Once the line containing "the car windshield" is located, output it and every line after it through the end of the records, exactly as written and nothing else.

(Beginning of Input data)

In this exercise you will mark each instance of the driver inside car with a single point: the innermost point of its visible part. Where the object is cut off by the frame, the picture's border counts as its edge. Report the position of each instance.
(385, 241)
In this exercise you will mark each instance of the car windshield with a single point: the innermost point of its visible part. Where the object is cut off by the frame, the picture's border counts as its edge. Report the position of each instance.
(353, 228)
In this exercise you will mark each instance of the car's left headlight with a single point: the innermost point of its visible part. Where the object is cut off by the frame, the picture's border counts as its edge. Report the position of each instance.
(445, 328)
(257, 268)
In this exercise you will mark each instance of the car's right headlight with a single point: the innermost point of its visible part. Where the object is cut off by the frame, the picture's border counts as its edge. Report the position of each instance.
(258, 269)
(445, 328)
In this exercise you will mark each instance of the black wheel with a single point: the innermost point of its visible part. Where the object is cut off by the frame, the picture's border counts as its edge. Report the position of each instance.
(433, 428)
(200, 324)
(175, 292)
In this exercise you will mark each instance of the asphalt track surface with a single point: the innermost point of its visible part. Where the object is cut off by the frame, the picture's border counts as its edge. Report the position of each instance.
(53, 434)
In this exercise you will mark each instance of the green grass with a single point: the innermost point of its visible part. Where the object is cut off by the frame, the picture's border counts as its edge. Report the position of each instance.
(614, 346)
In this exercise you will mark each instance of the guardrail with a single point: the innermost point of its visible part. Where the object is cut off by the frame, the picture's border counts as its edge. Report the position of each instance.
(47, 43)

(End of Input data)

▶ _Task output_:
In this exercise you will mark each instance of the car windshield with a single point: the innermost point of its visible part. Where the object is cut off by the frame, the picture's border counts as its edge. Report the position of each instance.
(353, 228)
In this exercise you will mark each instance of the car's left headlight with a single point: the innermost point of its visible part. Where the object is cut off by the frame, the picture's border counts as its edge. Report the position of each instance.
(445, 328)
(257, 268)
In this exercise you will mark each instance of the car's right headlight with a single point: the innermost point of its visible part. Where the object is cut off by the frame, the picture's border counts as its edge. Report the position of each instance.
(258, 269)
(445, 328)
In this exercise you will mark each instance of the black wheel with a single point: the innermost point of its visible part. Where the object is cut off by the frame, the picture's border counts as its edge. Report the position of each instance.
(433, 428)
(200, 324)
(175, 292)
In this exercise you will mark each instance of the asphalt track surface with a single point: the innermost point of its visible part. Where the object is cut off by the frame, the picture's border counts as its edge. Report the position of each instance.
(53, 434)
In this exercise you will mark each instance of the green grass with a single point: the innermost point of its visible part. Where the object is cut off by the frame, the picture's border counts as its edge. Report the position of each instance.
(614, 346)
In this exercise you will mark each instance of the guardrail with a single point: the innermost point of its visible part. Where the object is cut off by the frame, the picture's border counts as its edge. Report the position of each instance.
(47, 43)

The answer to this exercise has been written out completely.